## Extracted text
[Start of section]

Boring, Lifeless Post

  • Manage the execution of advertising campaigns using internal and external assets to drive sales, encourage customers and enhance the brand image of the <brand>.
  • Oversee advertising and collateral creative including television, radio, out-of-home, email, web, print, collateral design and premium items.
  • Plan and manage annual advertising budget in a manner that most effectively and efficiently deploy the organization’s resources to achieve the stated goals and objectives.

Post that writes candidates into a story

  • You bring your body, mind, heart and spirit to your work as an Internal Medicine Registered Nurse.
  • Your compassion is tangible: whether your patient is 18 or 85, they feel it in the hand they hold. Families feel it in your prayers. Colleagues feel it in your support.
  • You know when to move quickly. When to sit quietly. When to laugh loudly.
  • You’re great at what you do, but you want to be a part of something even greater.
  • Because you believe that while individuals can be strong, the right team is invincible.


2. Make your career site stand out.

Your company’s career page is one of your best opportunities to showcase your employer brand. So many career pages these days look the same — and likely oversell and underdeliver. Be honest with your applicants, and make sure your career page is trustworthy, authentic, and reflective of your company’s real employee experience.

3. Keep it simple. 

No one wants to fill out a 30-page application. One thing I hear over and over from candidates is that they just want to upload their resume and be done. Make sure your application process is modern, high-tech, and as efficient as possible. What should you do with all those extra questions you had on your application form? Ask them in the interview.


4. Send a “pump-up” playlist.

What’s more memorable for a candidate than receiving a playlist with interesting podcasts or “pump-up” songs to listen to on the way to the interview? It costs your company nothing, but it creates a unique, memorable experience at a high-stress moment of the job search process.

Making the offer:

5. Send a handwritten note.

When is the last time you received a handwritten note? After you’ve extended an offer, ask hiring managers to send a letter welcoming new hires to the team. The personal touch will be a memorable moment for candidates, and one they’ve likely never experienced.

6. Practice respectful rejections.

Just because you’ve decided not to move forward with a candidate doesn’t mean they don’t deserve respect. At the very minimum, let them know you’ve decided to move in another direction. (You’d be surprised how many rejected candidates never hear back at all!) Go above and beyond by calling them on the phone or taking them out to coffee, and share meaningful feedback from hiring managers so they know how to improve for next time.

First day:

7. Don’t make it a procedure.

Focus on personal connections on day one — not paperwork and benefits presentations. Those things are necessary, but if they can wait until later in the week, do so. Instead, think about what you can do to immediately make new hires feel like a part of the team. Hang a welcome sign on their desk with some company swag. Schedule lunch with the team. Introduce them with a company-wide email.

Onboarding and beyond:

8. Celebrate milestones.

How can you celebrate wins to bolster your company culture? When you achieve goals, does everyone know how they contributed to that win? Acknowledge hard work, give employees a shout-out by name when they succeed, and plan celebrations when you hit huge milestones.

The candidate experience is about much more than getting them in the door. It’s about taking care of employees once they’re hired, and giving them an opportunity to thrive and contribute. And when you properly tend to your talent, you’ll reap the benefits: your candidate pool will be higher quality, you’ll boost retention and reduce hiring costs, and employee engagement will improve. Let’s create an experience designed for the entire talent lifecycle, and change how we candidates find jobs and how we find the talent we need to thrive.

[End of section]

Data drawn from a collection:
[Start of section]

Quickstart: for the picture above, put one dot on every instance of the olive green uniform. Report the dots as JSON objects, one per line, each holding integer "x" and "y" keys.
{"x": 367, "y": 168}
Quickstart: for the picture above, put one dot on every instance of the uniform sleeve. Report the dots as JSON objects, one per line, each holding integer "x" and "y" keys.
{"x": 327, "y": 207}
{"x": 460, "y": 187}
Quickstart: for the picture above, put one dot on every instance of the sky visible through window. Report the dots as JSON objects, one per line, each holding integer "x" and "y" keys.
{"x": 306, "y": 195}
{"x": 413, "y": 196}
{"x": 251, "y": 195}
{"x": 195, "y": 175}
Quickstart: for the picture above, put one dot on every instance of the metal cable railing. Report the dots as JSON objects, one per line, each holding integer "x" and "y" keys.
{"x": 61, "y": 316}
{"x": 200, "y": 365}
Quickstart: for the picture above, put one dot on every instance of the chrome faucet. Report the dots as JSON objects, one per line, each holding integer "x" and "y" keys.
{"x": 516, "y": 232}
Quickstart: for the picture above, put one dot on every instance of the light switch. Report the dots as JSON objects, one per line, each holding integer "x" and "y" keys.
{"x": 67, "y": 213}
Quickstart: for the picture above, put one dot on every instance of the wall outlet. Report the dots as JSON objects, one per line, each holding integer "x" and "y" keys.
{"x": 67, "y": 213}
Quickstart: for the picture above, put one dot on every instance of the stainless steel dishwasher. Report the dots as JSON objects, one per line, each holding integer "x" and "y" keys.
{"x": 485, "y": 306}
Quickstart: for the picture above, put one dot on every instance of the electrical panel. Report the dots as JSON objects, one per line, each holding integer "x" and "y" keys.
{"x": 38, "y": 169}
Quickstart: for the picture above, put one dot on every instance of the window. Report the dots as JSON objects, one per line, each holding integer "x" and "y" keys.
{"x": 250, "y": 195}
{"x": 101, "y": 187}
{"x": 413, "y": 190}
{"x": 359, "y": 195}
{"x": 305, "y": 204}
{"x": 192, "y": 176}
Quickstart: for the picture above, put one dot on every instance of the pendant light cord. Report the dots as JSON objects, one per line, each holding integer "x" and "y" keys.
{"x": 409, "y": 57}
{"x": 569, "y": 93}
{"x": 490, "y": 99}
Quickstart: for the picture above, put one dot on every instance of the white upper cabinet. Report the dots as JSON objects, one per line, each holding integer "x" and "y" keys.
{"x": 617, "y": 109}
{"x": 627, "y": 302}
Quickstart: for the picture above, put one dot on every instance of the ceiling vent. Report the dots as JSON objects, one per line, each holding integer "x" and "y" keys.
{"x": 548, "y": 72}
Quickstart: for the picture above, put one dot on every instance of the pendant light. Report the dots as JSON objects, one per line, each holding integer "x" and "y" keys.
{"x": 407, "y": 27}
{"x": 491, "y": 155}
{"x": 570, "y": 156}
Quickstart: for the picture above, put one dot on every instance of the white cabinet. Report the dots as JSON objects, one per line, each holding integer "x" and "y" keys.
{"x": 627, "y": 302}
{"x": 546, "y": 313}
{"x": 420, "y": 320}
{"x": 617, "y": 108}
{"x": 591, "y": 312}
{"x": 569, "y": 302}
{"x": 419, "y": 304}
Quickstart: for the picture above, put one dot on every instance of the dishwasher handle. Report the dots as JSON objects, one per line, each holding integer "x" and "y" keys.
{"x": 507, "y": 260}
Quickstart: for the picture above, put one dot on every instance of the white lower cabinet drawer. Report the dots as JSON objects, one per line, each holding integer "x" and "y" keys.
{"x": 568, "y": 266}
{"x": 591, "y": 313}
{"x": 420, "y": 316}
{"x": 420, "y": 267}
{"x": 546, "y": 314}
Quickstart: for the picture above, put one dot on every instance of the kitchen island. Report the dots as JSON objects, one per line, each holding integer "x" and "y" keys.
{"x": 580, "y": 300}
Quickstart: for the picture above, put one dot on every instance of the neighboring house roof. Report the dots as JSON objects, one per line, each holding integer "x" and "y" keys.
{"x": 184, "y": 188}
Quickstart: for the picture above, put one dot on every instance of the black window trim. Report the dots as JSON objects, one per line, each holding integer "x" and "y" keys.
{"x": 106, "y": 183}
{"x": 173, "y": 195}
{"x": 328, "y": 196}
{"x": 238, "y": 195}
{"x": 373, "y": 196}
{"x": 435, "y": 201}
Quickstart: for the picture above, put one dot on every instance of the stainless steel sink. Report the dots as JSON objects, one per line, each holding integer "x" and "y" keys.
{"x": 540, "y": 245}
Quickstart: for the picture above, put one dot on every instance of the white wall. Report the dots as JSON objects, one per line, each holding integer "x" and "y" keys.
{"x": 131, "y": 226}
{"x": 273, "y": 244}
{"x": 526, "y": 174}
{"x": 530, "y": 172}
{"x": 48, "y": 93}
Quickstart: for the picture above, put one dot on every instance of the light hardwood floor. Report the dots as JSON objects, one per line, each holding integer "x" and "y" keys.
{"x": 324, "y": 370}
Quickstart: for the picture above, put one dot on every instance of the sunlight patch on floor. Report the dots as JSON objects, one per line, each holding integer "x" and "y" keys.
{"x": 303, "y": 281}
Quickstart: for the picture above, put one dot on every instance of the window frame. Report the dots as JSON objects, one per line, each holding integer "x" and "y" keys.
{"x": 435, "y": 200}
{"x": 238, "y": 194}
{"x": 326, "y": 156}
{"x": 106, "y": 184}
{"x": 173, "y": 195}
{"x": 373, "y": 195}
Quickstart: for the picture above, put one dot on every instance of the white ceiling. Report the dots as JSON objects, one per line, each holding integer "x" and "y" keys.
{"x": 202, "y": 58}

[End of section]

## Actions to take
- a) According to the candidate experience text, what should be done with the extra questions that were on an application form?
- b) Write out a passage from the candidate experience text word for word, beginning at the words "How can you" and ending after the words "hit huge milestones.".

## Exercise responses
- a) They should be asked in the interview.

- b)
How can you celebrate wins to bolster your company culture? When you achieve goals, does everyone know how they contributed to that win? Acknowledge hard work, give employees a shout-out by name when they succeed, and plan celebrations when you hit huge milestones.